* **WHAT THE TASK REQUIRES**:
Resume the article below on Michigan football amid the Big Ten changes, beginning right after its final sentence.

* **DOCUMENT PASSAGE**:
Amid Big Ten changes, a lot stays the same for Michigan football team
Instead, the future, which begins in 2011, looks a lot like the past.
After much anticipation and angst, the conference announced Wednesday the Wolverines will continue to face Ohio State in the regular-season finale every year.
Michigan will face in-state - and now in-division - rival Michigan State every year. The Wolverines will play Minnesota for the Little Brown Jug every year.
As an added bonus, they’ll play Big Ten newcomer Nebraska in an annual matchup of two of college football’s storied programs.
“I don’t know how it gets any better than that,” Michigan athletic director Dave Brandon said Wednesday night on the Big Ten Network following the announcement.
Most Big Ten schools were eager to see which rivalries would be preserved in the divisional format, adopted as a byproduct of the conference adding Nebraska to its ranks in June.

* **DATA BLOCK**:
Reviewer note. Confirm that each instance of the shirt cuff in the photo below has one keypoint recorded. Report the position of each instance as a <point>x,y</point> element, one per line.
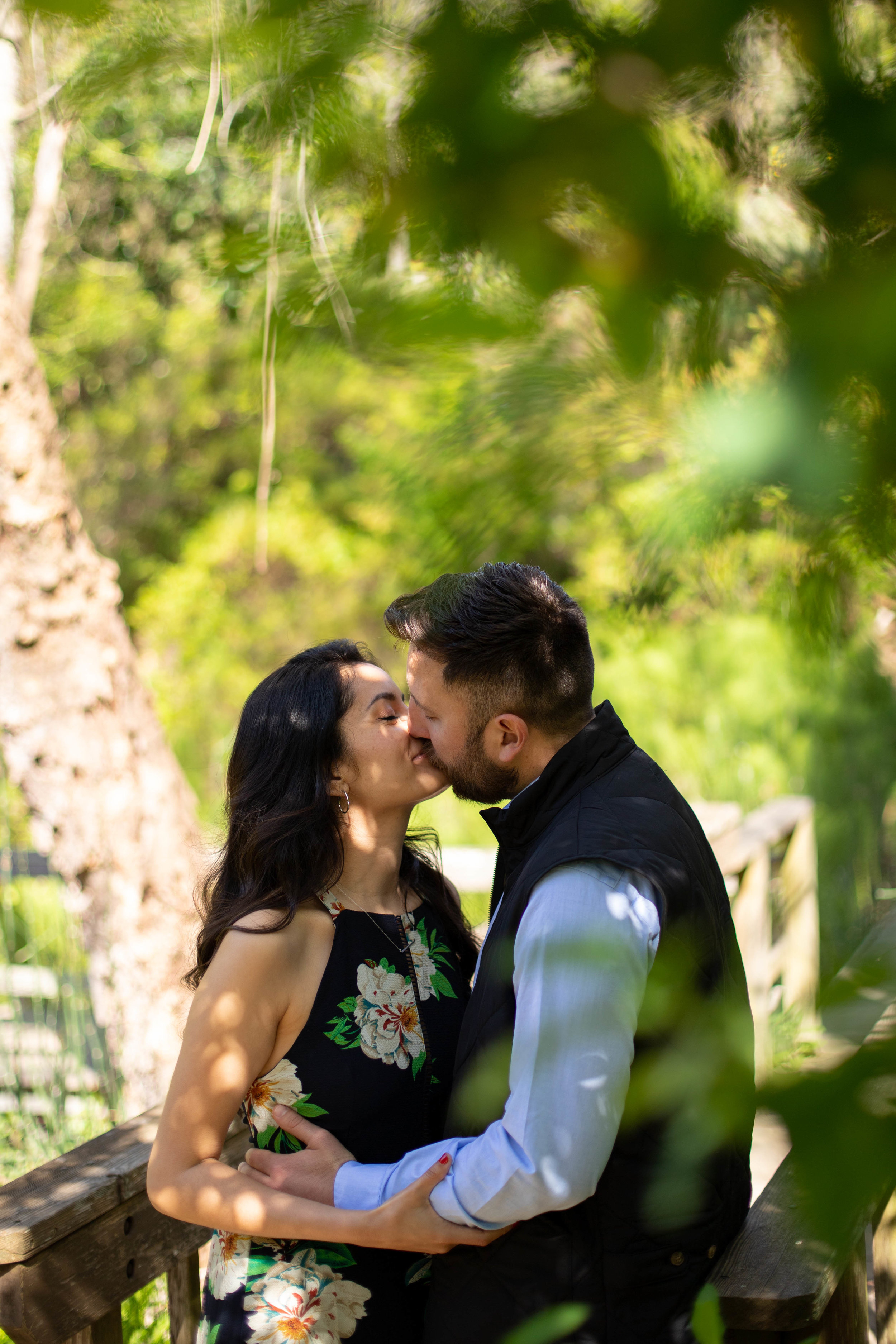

* **RESPONSE**:
It was a little different for officials at Michigan and Ohio State.
They assumed the annual meeting would still be played - the looming question was when. Bitter rivals, the two schools have played on the final weekend of the regular season every year since 1935.
A groundswell of angry fans opposed to that move helped convince conference officials to leave the Michigan-Ohio State game at the end of the regular-season calendar.
“I think we’re off-base if we don’t respect our fans,” Delany said. “They’re the basis of much of our success.”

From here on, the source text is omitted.